EXERCISE DIRECTIONS — Present the records below as a numbered list, with blank lines left out and the pictures omitted.

Stored entries

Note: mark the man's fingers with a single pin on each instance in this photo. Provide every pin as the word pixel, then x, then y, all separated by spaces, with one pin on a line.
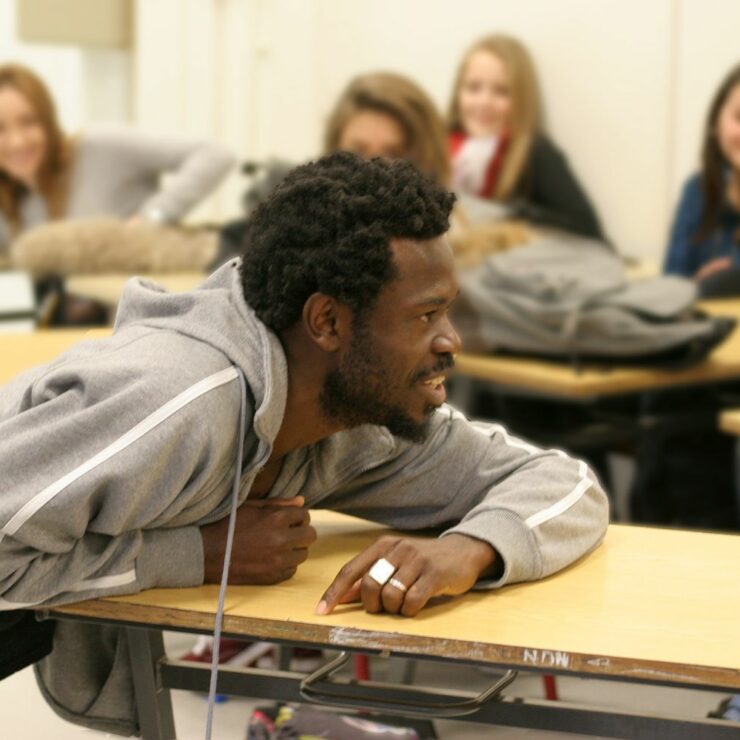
pixel 393 593
pixel 262 502
pixel 350 573
pixel 418 595
pixel 352 595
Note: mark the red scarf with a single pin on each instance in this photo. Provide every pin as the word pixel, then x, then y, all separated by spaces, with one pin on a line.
pixel 456 139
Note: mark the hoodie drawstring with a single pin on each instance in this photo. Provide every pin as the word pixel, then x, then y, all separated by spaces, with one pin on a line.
pixel 227 554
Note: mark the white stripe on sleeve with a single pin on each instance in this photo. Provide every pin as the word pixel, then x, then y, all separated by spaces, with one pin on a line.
pixel 143 427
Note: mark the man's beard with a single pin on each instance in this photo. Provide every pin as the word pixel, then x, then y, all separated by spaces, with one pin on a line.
pixel 360 391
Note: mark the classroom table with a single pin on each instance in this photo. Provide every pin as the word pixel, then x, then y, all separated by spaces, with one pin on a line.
pixel 649 605
pixel 729 421
pixel 559 380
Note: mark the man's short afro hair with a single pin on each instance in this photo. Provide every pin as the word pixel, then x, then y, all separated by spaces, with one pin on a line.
pixel 327 229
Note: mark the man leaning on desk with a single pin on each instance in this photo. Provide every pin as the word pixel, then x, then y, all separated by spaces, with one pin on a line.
pixel 332 337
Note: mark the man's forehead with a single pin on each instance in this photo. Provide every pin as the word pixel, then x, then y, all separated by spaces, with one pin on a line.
pixel 412 254
pixel 425 270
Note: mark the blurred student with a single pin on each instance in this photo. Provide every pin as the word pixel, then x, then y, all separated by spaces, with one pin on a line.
pixel 705 238
pixel 498 145
pixel 382 114
pixel 46 174
pixel 378 114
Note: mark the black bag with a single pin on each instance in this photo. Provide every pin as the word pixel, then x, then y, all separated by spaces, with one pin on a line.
pixel 685 466
pixel 24 640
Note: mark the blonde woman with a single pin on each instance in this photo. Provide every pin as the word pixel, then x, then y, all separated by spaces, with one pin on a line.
pixel 383 114
pixel 498 146
pixel 47 175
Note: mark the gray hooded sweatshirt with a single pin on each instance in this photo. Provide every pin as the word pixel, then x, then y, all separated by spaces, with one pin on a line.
pixel 114 454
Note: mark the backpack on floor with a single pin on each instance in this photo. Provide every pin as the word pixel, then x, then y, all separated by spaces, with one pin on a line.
pixel 24 640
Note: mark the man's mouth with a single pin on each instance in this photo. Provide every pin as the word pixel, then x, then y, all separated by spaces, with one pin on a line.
pixel 436 381
pixel 435 390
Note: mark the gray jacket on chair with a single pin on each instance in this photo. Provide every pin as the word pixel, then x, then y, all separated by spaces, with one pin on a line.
pixel 116 452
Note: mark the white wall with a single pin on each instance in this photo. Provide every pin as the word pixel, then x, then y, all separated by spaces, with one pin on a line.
pixel 626 82
pixel 89 85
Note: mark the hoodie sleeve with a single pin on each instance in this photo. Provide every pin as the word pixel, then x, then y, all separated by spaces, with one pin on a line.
pixel 539 509
pixel 104 477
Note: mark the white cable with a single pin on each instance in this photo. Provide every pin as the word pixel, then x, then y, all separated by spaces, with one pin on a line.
pixel 227 557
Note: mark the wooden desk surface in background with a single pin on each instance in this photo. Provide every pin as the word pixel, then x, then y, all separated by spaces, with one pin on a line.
pixel 652 604
pixel 558 379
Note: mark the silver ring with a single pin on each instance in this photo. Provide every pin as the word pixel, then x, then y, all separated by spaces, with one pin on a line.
pixel 381 571
pixel 397 584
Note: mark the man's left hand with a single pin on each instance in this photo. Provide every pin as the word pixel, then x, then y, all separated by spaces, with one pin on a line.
pixel 424 568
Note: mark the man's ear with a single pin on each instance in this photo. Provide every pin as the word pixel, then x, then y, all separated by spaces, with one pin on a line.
pixel 327 321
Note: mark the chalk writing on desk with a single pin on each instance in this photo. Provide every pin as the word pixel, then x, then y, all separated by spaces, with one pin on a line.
pixel 546 657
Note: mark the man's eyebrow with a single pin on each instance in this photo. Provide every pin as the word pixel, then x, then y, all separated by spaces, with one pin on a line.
pixel 435 300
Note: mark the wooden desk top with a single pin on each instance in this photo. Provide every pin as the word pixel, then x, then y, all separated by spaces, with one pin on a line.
pixel 558 379
pixel 19 352
pixel 652 604
pixel 729 421
pixel 107 289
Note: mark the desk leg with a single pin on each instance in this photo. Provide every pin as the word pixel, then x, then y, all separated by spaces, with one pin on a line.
pixel 153 701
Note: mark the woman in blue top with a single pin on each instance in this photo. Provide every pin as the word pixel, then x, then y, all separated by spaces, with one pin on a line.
pixel 705 239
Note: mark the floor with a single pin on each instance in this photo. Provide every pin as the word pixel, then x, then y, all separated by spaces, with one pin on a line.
pixel 25 716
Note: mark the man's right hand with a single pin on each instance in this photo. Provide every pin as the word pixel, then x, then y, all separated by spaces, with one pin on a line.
pixel 270 541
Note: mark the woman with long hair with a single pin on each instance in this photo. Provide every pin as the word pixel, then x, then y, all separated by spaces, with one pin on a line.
pixel 46 174
pixel 705 238
pixel 498 145
pixel 388 115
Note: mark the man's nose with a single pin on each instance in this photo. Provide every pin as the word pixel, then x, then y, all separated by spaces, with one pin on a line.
pixel 448 340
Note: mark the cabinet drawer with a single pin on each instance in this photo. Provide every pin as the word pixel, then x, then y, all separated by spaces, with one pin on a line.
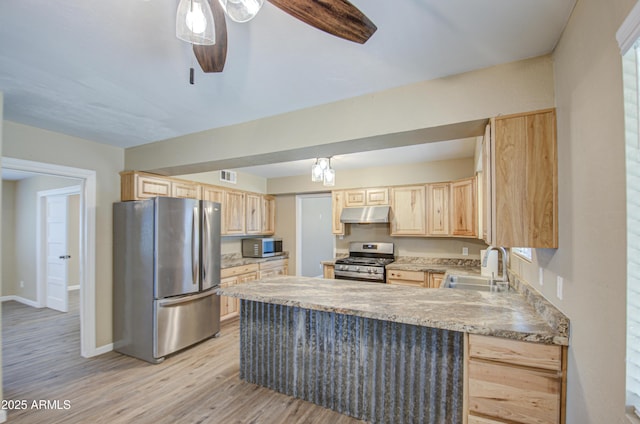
pixel 512 393
pixel 406 275
pixel 516 352
pixel 238 270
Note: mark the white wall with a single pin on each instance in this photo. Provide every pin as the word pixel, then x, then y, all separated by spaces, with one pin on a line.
pixel 591 256
pixel 8 238
pixel 30 143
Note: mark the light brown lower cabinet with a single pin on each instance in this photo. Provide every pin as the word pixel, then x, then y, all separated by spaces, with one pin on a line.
pixel 328 272
pixel 510 381
pixel 273 268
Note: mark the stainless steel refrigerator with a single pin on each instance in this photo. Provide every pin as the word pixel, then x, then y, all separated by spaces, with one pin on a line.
pixel 166 266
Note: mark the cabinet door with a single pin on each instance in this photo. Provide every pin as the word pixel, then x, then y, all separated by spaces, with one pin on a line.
pixel 337 203
pixel 268 215
pixel 328 272
pixel 463 207
pixel 518 394
pixel 253 213
pixel 377 196
pixel 147 187
pixel 354 198
pixel 234 212
pixel 525 180
pixel 438 209
pixel 408 211
pixel 487 172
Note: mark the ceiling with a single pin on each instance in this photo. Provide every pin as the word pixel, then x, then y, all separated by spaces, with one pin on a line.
pixel 114 72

PROBLEM SOLUTION —
1. Note: mark the man's fingers with a single pin on each instance in this photo. Provide every pin as the word pixel, then x, then y, all separated by spaces, with one pin on a line.
2. pixel 393 593
3. pixel 262 502
4. pixel 350 573
5. pixel 418 595
6. pixel 352 595
7. Note: mark the red scarf with a single pin on each instance in this photo. Provide every pin as the word pixel, then x, then y, all separated by spaces, with one pin on a line.
8. pixel 456 139
9. Note: mark the hoodie drawstring with a single pin on each instance in this photo. Provide every pin as the word pixel, then x, then y, all separated by spaces, with one pin on a line.
10. pixel 227 554
11. Note: mark the white stripe on sleeve with a single pin on each instance in this photo. Provide every pin as the word pixel, then x, then y, all separated by spaces, with one pin on a line.
12. pixel 143 427
13. Note: mark the man's beard with a single pin on each instance in this photo. Provide every pin as the word pixel, then x, then y, all separated by spaces, with one pin on a line.
14. pixel 360 391
15. Note: mark the classroom table with a single pin on each instance in this photo. Provide every pin as the word pixel, then x, then y, all separated by spaces, with one pin on a line.
16. pixel 649 605
17. pixel 729 421
18. pixel 559 380
19. Note: mark the man's short afro hair with a single pin on each instance in this photo. Provide every pin as the word pixel, then x, then y, all separated by spaces, with one pin on a line.
20. pixel 327 229
21. Note: mark the man leaning on desk with a single pin on each instance in this photo. Provide every pin as the word pixel, then x, then y, all separated by spaces, with one pin on a line.
22. pixel 332 337
23. Note: mark the man's forehead with a single pin on each instance in this photo. Provide every pin as the word pixel, then x, then y, all separated by spaces, with one pin on a line.
24. pixel 412 254
25. pixel 425 270
26. Note: mark the blurred student with a single pin on each instance in this photo. Provide every pin as the word pixel, then x, then y, all separated by spaces, with one pin on a line.
27. pixel 705 238
28. pixel 498 145
29. pixel 382 114
30. pixel 46 174
31. pixel 378 114
32. Note: mark the black bag with a single pin on each instance in this photo. Provide every pin as the word pixel, then x, then y, all separated by spaces, with one pin on a line.
33. pixel 685 466
34. pixel 24 640
35. Note: mark the blonde woman with a single pin on each instance in this photo. Provide every pin as the word pixel, then x, then y, all separated by spaces, with one pin on a line.
36. pixel 383 114
37. pixel 498 146
38. pixel 47 175
39. Note: mark the gray hooded sweatshirt with a single pin on each instance in this photo. Provide every pin as the word pixel, then x, then y, all separated by spaces, with one pin on a line.
40. pixel 114 454
41. Note: mark the backpack on floor with a single pin on each instance in this photo. Provide every pin as the word pixel, then x, then y, all separated by spaces, with one pin on a line.
42. pixel 24 640
43. Note: mark the man's mouth with a single pin on each instance in this photo. Provide every pin as the word pixel, then x, then y, all separated by spaces, with one pin on a line.
44. pixel 436 381
45. pixel 435 390
46. Note: mark the gray jacket on chair with a single pin on each instance in this photo. Provide every pin as the word pixel, then x, then y, all separated by spaces, with one pin on a line.
47. pixel 116 452
48. Note: mark the white wall with a single pin on each instance in this photo. Provide every pin as the word pixel, then x, then y, all separated by spaces, with one pin on a line.
49. pixel 626 82
50. pixel 89 85
51. Note: mark the hoodie sleeve with a single pin on each instance in this photo. Provide every pin as the word pixel, then x, then y, all separated by spaces, with one pin on a line.
52. pixel 539 509
53. pixel 104 477
54. Note: mark the white cable with a single pin on each instance in this photo. Provide every pin as the word pixel, then x, then y, all separated by spaces, with one pin on a line.
55. pixel 227 557
56. Note: mark the wooden desk surface in background with a single pin on each instance in this photo. Provide every pin as the word pixel, then x, then y, all separated by spaces, with one pin on a line.
57. pixel 652 604
58. pixel 558 379
59. Note: mark the silver ring with a single pin on each instance in this photo. Provide every pin as the word pixel, then x, then y, all separated by spaces, with one pin on a line.
60. pixel 381 571
61. pixel 397 584
62. Note: mark the man's left hand with a single pin on each instance in this photo. Provide every pin as the word pixel, then x, then y, all separated by spaces, with one pin on a line.
63. pixel 424 568
64. Note: mark the man's ear with a single pin on each instance in this photo. Provide every pin as the word pixel, then x, then y, all separated by spaces, with one pin on a line.
65. pixel 327 321
66. Note: mark the chalk writing on desk with a single pin on each instance in this photo. Provide every pin as the word pixel, then x, then y, all separated by spaces, with one pin on a line.
67. pixel 546 657
68. Note: mark the man's eyebrow with a single pin on each instance in this photo. Provide every pin as the word pixel, then x, then y, all separated by spaces, with one pin on a line.
69. pixel 435 300
70. Note: mark the wooden desk top with a single pin on each instance in this photo. Provide every pin as the word pixel, then x, then y, all separated by spaces, with one pin on a line.
71. pixel 558 379
72. pixel 19 352
73. pixel 652 604
74. pixel 729 421
75. pixel 107 289
76. Note: mark the desk leg with a single pin on each instance in this photo. Provide every pin as the word pixel, then x, then y, all separated by spaces, with one pin on a line.
77. pixel 153 701
78. Note: mark the woman in blue top with a single pin on each instance in this photo. Provide every pin as the word pixel, then x, then y, all separated by spaces, with one pin on a line.
79. pixel 705 239
80. Note: mark the floor with a single pin on each instance in this photo. Provide every pin as the word pixel, then x, then y, all separated by spaces, with one pin on a line.
81. pixel 25 716
82. Note: mark the man's right hand with a single pin on each instance in this photo. Provide every pin as the word pixel, then x, then y, all separated by spaces, with one pin on a line.
83. pixel 270 541
84. Note: mark the woman with long hair with a single pin on each instance in this photo. Provide every pin as the word pixel, then x, then y, all separated by spaces, with one pin on a line.
85. pixel 46 174
86. pixel 705 238
87. pixel 498 145
88. pixel 388 115
89. Note: mark the man's nose with a single pin on each instance in this photo. Provide every pin as the word pixel, then x, then y, all separated by spaces, with one pin on a line.
90. pixel 448 340
91. Note: mark the cabinet drawer with a single pin on each instance in this photo. Provide every pin as the word pixel, then x, then y, all separated by spaces, with one pin on a line.
92. pixel 512 393
93. pixel 406 275
94. pixel 516 352
95. pixel 238 270
96. Note: mark the white wall with a single pin on each instance in this photo. Provide every pin as the word pixel, then x, then y, all separated by spaces, with one pin on a line.
97. pixel 591 256
98. pixel 8 238
99. pixel 30 143
100. Note: mark the light brown lower cabinet with a single pin on each instance in this photo. Provide every pin as the word pixel, then x, then y, all separated by spaces, with one pin on a line.
101. pixel 328 272
102. pixel 510 381
103. pixel 273 268
104. Note: mark the stainless steel refrigerator with a single pin on each instance in this photo. Provide every pin as the word pixel, then x, then y, all separated by spaces, with one pin on a line.
105. pixel 166 266
106. Note: mark the cabinet door with a single pin on each instance in this photo. Provide every pin as the word pixel, then x, then y, all separated by spaces, with one pin on a line.
107. pixel 337 203
108. pixel 268 215
109. pixel 328 272
110. pixel 463 207
111. pixel 518 394
112. pixel 253 213
113. pixel 377 196
114. pixel 147 187
115. pixel 354 198
116. pixel 234 212
117. pixel 525 180
118. pixel 438 209
119. pixel 408 211
120. pixel 487 172
121. Note: mark the ceiling with a single pin on each instance in this photo. Provide every pin as the word pixel, then x, then y, all separated by spaces, with one pin on a line.
122. pixel 114 72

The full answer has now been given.